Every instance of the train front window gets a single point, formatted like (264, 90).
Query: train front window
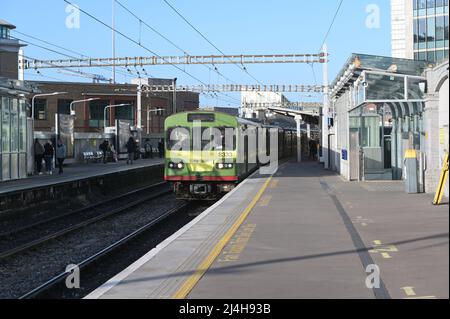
(178, 139)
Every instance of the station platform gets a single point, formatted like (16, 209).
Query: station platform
(302, 233)
(72, 173)
(78, 185)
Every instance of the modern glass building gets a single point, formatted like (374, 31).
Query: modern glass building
(430, 30)
(13, 129)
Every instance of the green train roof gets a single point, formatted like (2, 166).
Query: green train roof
(181, 119)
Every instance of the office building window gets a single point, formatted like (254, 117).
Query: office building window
(125, 112)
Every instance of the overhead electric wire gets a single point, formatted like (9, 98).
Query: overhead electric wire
(210, 42)
(94, 76)
(62, 48)
(141, 21)
(134, 41)
(331, 25)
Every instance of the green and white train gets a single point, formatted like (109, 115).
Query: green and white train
(215, 168)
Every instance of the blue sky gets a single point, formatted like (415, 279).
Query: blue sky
(234, 26)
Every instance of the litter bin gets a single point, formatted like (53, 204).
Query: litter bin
(411, 172)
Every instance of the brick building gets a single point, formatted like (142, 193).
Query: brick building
(90, 115)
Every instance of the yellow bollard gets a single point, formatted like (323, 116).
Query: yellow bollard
(442, 181)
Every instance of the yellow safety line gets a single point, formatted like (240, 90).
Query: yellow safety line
(192, 281)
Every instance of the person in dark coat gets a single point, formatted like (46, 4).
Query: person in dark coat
(49, 153)
(61, 154)
(131, 150)
(148, 149)
(104, 148)
(312, 149)
(161, 148)
(38, 156)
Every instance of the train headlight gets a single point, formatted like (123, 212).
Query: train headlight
(173, 165)
(224, 165)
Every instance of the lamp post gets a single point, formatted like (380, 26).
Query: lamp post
(109, 107)
(72, 110)
(32, 114)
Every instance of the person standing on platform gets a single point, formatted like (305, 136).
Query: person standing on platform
(49, 152)
(104, 148)
(312, 149)
(131, 150)
(60, 155)
(161, 148)
(148, 149)
(38, 156)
---+---
| WHAT THIS TASK INVOLVES |
Retype all of the entries above word for word, omitting the picture.

| THE RESPONSE |
Every instance of the train front window gets a single point, formatted like (264, 90).
Query: train front window
(178, 139)
Every instance of the station platform gets a single point, formatted like (16, 209).
Query: station platform
(302, 233)
(72, 173)
(78, 185)
Every instance of the modern glass building gets a single point, formatted like (374, 31).
Query: modern glass building
(430, 30)
(13, 129)
Every instance of the green train roof gets a single point, formatted like (2, 166).
Query: green train roof
(181, 119)
Every instance of the office building window gets a single point, formatted like (254, 117).
Query: office building window
(125, 112)
Every instance of the overhead electric wire gets a single point, formatted like (9, 98).
Query: overhead electric wire
(210, 42)
(94, 76)
(62, 48)
(141, 21)
(134, 41)
(331, 25)
Every instance of the green and white train gets a single point, formatted like (109, 115).
Query: green and white train
(215, 168)
Every instance of the blue sky gets a single point, formatted like (415, 279).
Query: blue sky
(234, 26)
Every instance of the litter bin gets a single point, formatted like (53, 204).
Query: litter bin
(411, 172)
Every instance of the brick building gets a single point, formatted like (142, 193).
Query: brick building
(90, 115)
Every instance of the yellow bollard gets a single point, formatted like (323, 116).
Query: yellow bollard
(442, 181)
Every instance of the yellow safety line gets a single point, formatted like (240, 90).
Query: yellow safety line
(192, 281)
Every instance of the person in dark coat gets a single point, formatted like (46, 4).
Query: person in dark coat
(49, 153)
(61, 154)
(131, 150)
(148, 149)
(104, 148)
(312, 149)
(161, 148)
(38, 156)
Every instance of the train headlight gets a single point, formatted like (123, 212).
Query: train headlight
(173, 165)
(224, 165)
Every instance of the lamp post gets a single point, formatted like (380, 26).
Query: lamp post
(109, 107)
(72, 110)
(32, 114)
Every instance of the person standing on platform gets a single point, formatted like (305, 136).
Query: person standing on platform
(49, 152)
(104, 148)
(312, 149)
(131, 150)
(60, 155)
(161, 148)
(148, 149)
(38, 156)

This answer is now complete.